══ RECORDS PROVIDED ══

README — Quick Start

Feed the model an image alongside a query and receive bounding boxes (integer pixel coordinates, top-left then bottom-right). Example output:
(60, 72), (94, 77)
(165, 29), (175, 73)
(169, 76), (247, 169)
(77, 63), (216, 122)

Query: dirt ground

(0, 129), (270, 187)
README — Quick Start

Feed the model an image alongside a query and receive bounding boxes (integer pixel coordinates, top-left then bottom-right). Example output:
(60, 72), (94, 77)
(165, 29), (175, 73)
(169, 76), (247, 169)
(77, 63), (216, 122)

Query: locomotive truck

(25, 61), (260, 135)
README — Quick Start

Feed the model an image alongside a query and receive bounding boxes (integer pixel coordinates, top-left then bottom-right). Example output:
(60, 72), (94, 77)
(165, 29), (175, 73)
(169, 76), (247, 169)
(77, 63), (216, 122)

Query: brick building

═══

WRITTEN INSTRUCTION
Rewrite the records starting at the very beginning and ending at the line containing "(25, 61), (260, 135)", including that line. Replace "Quick Start" with "Getting Started" and leave everything else unchanged.

RESPONSE TO THIS TASK
README — Getting Started

Feed the model an image alongside a query and receive bounding boxes (integer pixel coordinates, top-left then bottom-right). Example output:
(60, 72), (94, 77)
(165, 29), (175, 73)
(169, 76), (247, 169)
(77, 63), (216, 122)

Query: dirt ground

(0, 129), (270, 187)
README — Getting Started

Feed the model an image alongside a query and receive bounding boxes (integer pixel coordinates, top-left then bottom-right). Example output:
(60, 72), (94, 77)
(165, 29), (175, 73)
(169, 76), (247, 169)
(77, 63), (216, 122)

Query: locomotive truck

(25, 61), (260, 135)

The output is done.